##### Records shown #####
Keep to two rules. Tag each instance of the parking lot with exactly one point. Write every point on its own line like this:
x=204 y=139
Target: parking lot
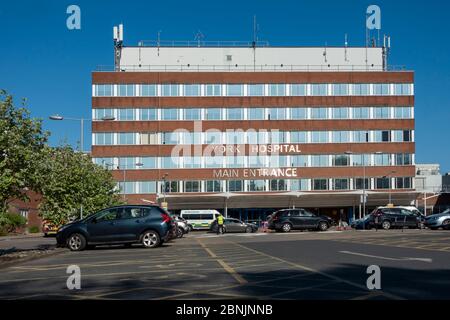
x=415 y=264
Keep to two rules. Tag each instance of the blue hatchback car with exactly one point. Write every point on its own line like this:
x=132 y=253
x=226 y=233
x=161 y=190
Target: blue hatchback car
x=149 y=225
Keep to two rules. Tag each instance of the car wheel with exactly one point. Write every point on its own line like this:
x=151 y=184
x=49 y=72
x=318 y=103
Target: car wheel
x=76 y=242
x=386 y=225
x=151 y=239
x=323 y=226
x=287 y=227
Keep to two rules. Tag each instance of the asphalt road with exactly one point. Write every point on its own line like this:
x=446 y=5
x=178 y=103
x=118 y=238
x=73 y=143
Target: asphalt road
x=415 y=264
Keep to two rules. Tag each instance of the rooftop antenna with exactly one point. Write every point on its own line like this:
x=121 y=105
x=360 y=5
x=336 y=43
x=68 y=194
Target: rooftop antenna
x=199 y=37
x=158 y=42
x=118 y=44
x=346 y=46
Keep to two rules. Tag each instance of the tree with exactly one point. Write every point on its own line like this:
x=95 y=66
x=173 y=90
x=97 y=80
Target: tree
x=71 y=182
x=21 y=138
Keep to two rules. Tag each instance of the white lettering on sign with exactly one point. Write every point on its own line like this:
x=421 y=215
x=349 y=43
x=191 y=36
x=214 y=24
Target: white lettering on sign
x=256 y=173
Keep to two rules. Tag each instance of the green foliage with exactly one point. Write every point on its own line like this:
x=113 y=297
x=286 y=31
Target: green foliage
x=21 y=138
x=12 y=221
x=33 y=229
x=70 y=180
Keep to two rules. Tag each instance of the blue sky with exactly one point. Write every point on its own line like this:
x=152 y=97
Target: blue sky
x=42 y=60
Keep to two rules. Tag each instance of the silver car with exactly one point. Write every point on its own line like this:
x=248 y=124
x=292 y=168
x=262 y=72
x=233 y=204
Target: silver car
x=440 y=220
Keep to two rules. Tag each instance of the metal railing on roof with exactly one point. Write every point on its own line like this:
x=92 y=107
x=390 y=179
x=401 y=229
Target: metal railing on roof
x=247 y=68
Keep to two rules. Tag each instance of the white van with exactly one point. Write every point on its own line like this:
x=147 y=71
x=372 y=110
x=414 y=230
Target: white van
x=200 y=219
#####
- Set task -
Can you copy out all of the records above word for word, leaving the pictures out?

- Task result -
Keep to two rules. Tag each instance of the parking lot with exactly one point. Write every point on its own line like this:
x=204 y=139
Target: parking lot
x=415 y=264
Keep to two rules. Tag each instance of the blue hatchback car with exactly one point. Write every point on its own line like this:
x=132 y=253
x=226 y=233
x=161 y=190
Target: blue hatchback car
x=149 y=225
Keep to two rules. Tag each instance of the car wheel with exactly one point. Write every point on its own line like this:
x=151 y=184
x=49 y=72
x=318 y=103
Target: car wheel
x=76 y=242
x=386 y=225
x=151 y=239
x=323 y=226
x=287 y=227
Keep to two rules. Tag each instance of the asphalt road with exactly one point. Write every point on its own line like this:
x=446 y=5
x=178 y=103
x=118 y=238
x=73 y=143
Target: asphalt road
x=415 y=264
Keep to two rules. Tag each instance of the rooftop antenna with exactly one point. Write every point on its own line like this:
x=121 y=105
x=360 y=5
x=336 y=43
x=68 y=194
Target: rooftop antenna
x=199 y=37
x=158 y=42
x=118 y=44
x=346 y=46
Keep to two rules. Tag each instance of the tree with exactly one point. Write every point on its own line like this:
x=95 y=66
x=173 y=90
x=97 y=80
Target: tree
x=71 y=182
x=21 y=138
Keep to two rules. Tag each instance of the white lettering on sign with exactly one point. Write every point on its own line like this:
x=421 y=215
x=349 y=43
x=191 y=36
x=214 y=24
Target: white lettering on sign
x=256 y=173
Keep to two rules. Tag each instance of the green foliage with exactly one point. Write every point on its own line like this:
x=113 y=297
x=286 y=31
Target: green foliage
x=21 y=138
x=12 y=221
x=33 y=229
x=70 y=180
Keep to two rules. Tag each instance of the blue sky with exactly one point. Write every point on its own line like this:
x=152 y=97
Target: blue sky
x=42 y=60
Keep to two rules. Tag each instance of the silver car with exactly one point. Write every point on its own line like this:
x=248 y=124
x=292 y=168
x=262 y=72
x=233 y=204
Target: silver car
x=440 y=220
Keep to two rules. Tag each instance of the metal railing on roof with exactly one point. Write every point on its own line like this:
x=92 y=107
x=390 y=179
x=401 y=229
Target: metal railing on roof
x=247 y=68
Keep to two rules. Tag each instance of the white van with exactly one point. Write every point on its own line like this:
x=147 y=71
x=372 y=110
x=414 y=230
Target: white van
x=200 y=219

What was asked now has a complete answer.